### Direction 1
Rewrite the records below with "man's hand" swapped out for "woman's hand", keeping everything else the same.

### Selection
------------------------------------
Resignation from the board

Published December 4, 2019, 12:00 AM

by manilabulletin_admin

Atty. Jun De Zuñiga
Atty. Jun De Zuñiga

The board of directors is the body which exercises the corporate powers of a corporation and is comprised of directors who are elected for a term of one-year from among the holders of stock and they are required to hold office until their successors are elected and qualified (Sec. 22, Revised Corporation Code). This provision means that directors have a one-year term which may possibly be extended on a hold-over basis until their successors are elected and qualified.

Such hold-over situation may arise, for example, where there is a failure of quorum in a stockholders’ meeting meant to elect the incoming set of directors. The consequence is that the incumbent directors will continue to exercise their powers as bona fide directors, even past their term, until their successors are elected and qualified. The failure to elect the new set of directors did not terminate the terms of the incumbent directors and the law thereby averts the creation of a vacuum in the operation of the corporation by directing the latter to continue with their functions.

The foregoing rule does not apply, however, where a director decides to resign from his post prior to the expiration of his term. The fact that the law requires directors to continue in office until their successors are elected and qualified does not prevent a director from resigning at any time (De Leon, The Corporation Code, p. 282). It is also not necessary that someone be elected to take his place in order to make the resignation effective (Martin, The Corporation Code, p. 457).
------------------------------------
### Entries
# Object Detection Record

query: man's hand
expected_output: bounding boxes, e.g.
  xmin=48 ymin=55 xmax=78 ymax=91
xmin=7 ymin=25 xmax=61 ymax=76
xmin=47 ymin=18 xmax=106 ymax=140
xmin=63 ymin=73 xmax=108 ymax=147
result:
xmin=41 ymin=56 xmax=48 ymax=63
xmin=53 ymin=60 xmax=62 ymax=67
------------------------------------
### Direction 2
In the article on resigning from the board, what situation is given as an example of how a hold-over may arise?

### Right answer 1
# Object Detection Record

query: woman's hand
expected_output: bounding boxes, e.g.
  xmin=48 ymin=55 xmax=78 ymax=91
xmin=7 ymin=25 xmax=61 ymax=76
xmin=47 ymin=18 xmax=106 ymax=140
xmin=63 ymin=73 xmax=108 ymax=147
result:
xmin=41 ymin=56 xmax=48 ymax=63
xmin=53 ymin=60 xmax=62 ymax=67

### Right answer 2
A failure of quorum in a stockholders' meeting meant to elect the incoming set of directors.